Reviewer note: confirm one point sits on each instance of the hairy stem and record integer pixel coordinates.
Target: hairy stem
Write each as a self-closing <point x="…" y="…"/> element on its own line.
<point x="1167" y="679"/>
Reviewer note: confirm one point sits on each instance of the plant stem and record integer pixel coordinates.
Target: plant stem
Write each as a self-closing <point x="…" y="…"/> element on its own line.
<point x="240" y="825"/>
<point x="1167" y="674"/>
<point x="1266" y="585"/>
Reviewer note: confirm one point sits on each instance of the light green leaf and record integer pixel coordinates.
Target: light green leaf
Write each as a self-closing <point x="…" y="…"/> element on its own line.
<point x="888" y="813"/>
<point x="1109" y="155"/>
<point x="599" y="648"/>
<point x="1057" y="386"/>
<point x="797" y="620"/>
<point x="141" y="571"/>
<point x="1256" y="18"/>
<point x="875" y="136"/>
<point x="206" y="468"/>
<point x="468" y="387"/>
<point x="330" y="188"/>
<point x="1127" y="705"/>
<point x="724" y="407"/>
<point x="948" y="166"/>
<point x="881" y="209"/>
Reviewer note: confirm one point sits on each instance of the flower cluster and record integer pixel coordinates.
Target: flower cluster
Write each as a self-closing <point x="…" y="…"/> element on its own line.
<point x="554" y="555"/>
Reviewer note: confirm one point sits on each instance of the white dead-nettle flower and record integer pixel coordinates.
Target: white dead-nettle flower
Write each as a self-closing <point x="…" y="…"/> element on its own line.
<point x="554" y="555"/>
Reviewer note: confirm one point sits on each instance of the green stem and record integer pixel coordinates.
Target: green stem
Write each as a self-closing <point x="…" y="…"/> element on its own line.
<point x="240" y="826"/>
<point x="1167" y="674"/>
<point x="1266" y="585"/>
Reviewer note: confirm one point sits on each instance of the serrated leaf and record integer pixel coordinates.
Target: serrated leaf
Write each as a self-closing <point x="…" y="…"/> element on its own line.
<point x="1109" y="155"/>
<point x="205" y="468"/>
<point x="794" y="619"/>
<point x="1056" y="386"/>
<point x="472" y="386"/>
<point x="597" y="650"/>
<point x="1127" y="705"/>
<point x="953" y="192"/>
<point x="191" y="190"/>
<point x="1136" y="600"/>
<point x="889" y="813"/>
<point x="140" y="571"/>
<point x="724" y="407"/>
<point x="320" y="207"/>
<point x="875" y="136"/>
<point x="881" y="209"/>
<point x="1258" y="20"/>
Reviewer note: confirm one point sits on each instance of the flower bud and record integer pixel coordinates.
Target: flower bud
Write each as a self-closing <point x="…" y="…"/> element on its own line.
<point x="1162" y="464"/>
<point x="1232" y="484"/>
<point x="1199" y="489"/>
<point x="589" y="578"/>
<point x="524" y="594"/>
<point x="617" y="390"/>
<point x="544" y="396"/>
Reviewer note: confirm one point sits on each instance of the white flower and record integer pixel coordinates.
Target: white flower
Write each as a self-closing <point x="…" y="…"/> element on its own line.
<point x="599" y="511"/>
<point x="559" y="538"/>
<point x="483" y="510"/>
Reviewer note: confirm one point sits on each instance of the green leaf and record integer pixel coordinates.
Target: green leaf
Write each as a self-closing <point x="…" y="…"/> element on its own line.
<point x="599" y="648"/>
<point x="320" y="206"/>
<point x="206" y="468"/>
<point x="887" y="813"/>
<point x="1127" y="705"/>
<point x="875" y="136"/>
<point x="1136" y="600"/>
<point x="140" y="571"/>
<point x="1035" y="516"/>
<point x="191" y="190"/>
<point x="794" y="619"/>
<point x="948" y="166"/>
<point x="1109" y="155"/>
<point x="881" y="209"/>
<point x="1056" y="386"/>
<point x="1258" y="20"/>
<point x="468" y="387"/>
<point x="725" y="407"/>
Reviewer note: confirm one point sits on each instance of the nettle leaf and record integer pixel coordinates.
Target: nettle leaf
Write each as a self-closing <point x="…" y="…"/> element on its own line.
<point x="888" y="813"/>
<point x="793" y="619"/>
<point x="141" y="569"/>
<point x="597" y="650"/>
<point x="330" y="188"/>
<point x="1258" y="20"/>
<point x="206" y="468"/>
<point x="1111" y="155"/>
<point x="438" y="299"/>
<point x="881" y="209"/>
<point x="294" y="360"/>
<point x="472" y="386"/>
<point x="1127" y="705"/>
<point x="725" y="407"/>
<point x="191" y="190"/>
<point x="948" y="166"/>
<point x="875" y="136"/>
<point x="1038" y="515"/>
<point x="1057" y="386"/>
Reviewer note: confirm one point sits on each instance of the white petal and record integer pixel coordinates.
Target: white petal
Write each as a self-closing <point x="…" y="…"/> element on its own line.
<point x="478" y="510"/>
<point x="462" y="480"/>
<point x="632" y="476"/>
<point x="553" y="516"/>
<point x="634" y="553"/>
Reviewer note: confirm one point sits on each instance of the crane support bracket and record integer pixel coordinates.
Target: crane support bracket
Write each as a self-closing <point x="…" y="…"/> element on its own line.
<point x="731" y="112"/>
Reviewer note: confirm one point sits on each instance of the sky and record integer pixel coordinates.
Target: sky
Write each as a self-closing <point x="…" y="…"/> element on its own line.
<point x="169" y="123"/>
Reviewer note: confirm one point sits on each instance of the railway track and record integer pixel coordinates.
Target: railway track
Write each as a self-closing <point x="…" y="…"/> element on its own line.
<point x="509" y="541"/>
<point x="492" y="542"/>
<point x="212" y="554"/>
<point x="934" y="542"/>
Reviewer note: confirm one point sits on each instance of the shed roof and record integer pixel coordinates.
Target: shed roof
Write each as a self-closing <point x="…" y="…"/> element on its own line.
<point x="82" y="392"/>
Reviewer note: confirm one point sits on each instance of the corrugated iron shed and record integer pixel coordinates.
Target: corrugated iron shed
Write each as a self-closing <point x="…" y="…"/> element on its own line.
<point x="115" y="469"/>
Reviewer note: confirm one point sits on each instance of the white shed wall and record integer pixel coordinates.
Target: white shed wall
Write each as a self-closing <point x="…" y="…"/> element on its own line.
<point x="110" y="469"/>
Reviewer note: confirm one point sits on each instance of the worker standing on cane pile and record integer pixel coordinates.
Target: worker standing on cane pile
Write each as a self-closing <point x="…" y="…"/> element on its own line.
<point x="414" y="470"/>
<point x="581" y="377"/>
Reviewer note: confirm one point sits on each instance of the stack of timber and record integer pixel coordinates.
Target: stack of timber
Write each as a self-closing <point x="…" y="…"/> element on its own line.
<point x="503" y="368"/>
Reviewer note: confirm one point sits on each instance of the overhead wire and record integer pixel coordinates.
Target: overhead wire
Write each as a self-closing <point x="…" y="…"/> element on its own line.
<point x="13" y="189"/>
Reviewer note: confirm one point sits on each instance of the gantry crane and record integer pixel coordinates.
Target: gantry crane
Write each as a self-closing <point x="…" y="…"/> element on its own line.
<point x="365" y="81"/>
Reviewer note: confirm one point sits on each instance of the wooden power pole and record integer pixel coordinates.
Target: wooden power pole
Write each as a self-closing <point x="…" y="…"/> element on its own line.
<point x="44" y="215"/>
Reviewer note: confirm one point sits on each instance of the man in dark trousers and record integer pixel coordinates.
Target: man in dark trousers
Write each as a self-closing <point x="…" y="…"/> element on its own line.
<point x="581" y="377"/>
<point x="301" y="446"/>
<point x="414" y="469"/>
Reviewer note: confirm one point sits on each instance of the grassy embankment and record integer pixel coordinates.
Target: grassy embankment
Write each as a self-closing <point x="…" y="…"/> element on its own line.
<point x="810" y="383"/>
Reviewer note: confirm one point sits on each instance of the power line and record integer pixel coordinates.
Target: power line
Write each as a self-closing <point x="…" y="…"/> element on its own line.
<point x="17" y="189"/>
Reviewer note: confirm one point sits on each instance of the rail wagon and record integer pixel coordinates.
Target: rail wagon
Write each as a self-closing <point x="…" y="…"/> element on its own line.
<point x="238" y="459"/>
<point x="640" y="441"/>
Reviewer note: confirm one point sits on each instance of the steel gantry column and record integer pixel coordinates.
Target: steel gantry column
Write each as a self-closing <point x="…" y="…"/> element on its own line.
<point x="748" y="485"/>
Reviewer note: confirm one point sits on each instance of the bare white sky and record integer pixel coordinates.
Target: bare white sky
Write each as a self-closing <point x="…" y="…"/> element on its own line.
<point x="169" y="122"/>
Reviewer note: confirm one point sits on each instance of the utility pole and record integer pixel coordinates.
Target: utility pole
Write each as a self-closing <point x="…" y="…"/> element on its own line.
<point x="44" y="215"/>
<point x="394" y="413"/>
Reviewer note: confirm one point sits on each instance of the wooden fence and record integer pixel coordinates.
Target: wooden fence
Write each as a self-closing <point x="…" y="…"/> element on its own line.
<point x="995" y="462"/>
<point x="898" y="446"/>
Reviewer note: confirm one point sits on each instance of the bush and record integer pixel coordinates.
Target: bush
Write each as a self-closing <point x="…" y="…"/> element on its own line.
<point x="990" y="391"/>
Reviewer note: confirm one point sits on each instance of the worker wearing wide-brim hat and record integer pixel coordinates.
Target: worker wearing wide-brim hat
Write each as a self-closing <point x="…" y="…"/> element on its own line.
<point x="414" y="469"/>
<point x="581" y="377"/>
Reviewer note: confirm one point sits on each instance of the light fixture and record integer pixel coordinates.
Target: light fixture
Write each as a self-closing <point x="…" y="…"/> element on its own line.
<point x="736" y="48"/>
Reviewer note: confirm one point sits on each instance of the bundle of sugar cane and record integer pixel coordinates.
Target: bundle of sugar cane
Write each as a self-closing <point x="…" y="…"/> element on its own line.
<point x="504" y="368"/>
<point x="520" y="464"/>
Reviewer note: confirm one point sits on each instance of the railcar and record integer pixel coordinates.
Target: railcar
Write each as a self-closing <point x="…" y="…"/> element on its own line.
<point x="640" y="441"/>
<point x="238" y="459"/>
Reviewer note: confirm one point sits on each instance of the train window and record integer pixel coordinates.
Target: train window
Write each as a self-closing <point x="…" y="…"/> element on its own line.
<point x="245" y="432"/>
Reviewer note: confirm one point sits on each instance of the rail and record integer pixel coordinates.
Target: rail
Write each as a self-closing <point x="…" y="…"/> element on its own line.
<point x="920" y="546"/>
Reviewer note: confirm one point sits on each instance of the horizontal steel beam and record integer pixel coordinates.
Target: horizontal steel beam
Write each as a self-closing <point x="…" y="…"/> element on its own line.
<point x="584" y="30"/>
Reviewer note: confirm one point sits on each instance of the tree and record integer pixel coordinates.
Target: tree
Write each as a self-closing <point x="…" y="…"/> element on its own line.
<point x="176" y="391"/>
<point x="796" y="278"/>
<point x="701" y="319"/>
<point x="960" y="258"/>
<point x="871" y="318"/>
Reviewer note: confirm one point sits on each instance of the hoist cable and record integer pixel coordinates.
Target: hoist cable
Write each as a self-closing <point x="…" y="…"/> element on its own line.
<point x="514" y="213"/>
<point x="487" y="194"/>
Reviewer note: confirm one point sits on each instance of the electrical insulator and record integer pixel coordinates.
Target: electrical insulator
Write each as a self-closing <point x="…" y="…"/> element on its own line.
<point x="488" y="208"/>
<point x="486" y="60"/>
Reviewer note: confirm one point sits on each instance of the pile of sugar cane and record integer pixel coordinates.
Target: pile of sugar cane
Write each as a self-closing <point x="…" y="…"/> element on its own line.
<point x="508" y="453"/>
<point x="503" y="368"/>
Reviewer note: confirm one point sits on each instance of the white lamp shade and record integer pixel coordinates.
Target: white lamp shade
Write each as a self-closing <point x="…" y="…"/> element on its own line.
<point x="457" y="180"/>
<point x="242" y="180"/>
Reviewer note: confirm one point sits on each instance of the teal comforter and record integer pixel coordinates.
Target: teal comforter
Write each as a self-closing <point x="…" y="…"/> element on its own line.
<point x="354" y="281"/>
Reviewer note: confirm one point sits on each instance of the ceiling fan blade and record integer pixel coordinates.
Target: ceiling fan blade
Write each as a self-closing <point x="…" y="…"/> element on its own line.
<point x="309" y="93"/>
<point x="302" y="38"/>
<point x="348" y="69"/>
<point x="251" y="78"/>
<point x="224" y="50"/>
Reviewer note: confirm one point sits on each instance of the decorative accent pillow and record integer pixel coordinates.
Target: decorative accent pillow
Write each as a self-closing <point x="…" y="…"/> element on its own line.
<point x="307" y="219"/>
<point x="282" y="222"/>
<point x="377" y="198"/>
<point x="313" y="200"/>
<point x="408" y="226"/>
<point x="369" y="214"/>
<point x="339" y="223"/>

◇ ◇ ◇

:: Required task ::
From the line containing "comforter and record integer pixel coordinates." through the final line of the listing above, retype every line exactly; leave out everything else.

:: The answer ::
Reviewer note: confirm one point sits on each instance of the teal comforter and record integer pixel coordinates.
Target: teal comforter
Write each as a self-closing <point x="…" y="…"/> element on its own line.
<point x="354" y="281"/>
Reviewer note: confirm one point sits on each instance of the ceiling fan blade and record integer pixel coordinates.
Target: ceiling fan blade
Write each as a self-closing <point x="…" y="…"/> element on its own line.
<point x="309" y="93"/>
<point x="302" y="38"/>
<point x="348" y="69"/>
<point x="251" y="78"/>
<point x="224" y="50"/>
Reviewer note: confirm one point sits on each instance of the decorative accent pillow and record integer pixel coordinates.
Target: decorative accent pillow
Write each as a self-closing <point x="…" y="…"/> element on its own line.
<point x="307" y="219"/>
<point x="282" y="222"/>
<point x="377" y="198"/>
<point x="313" y="200"/>
<point x="408" y="226"/>
<point x="369" y="214"/>
<point x="339" y="223"/>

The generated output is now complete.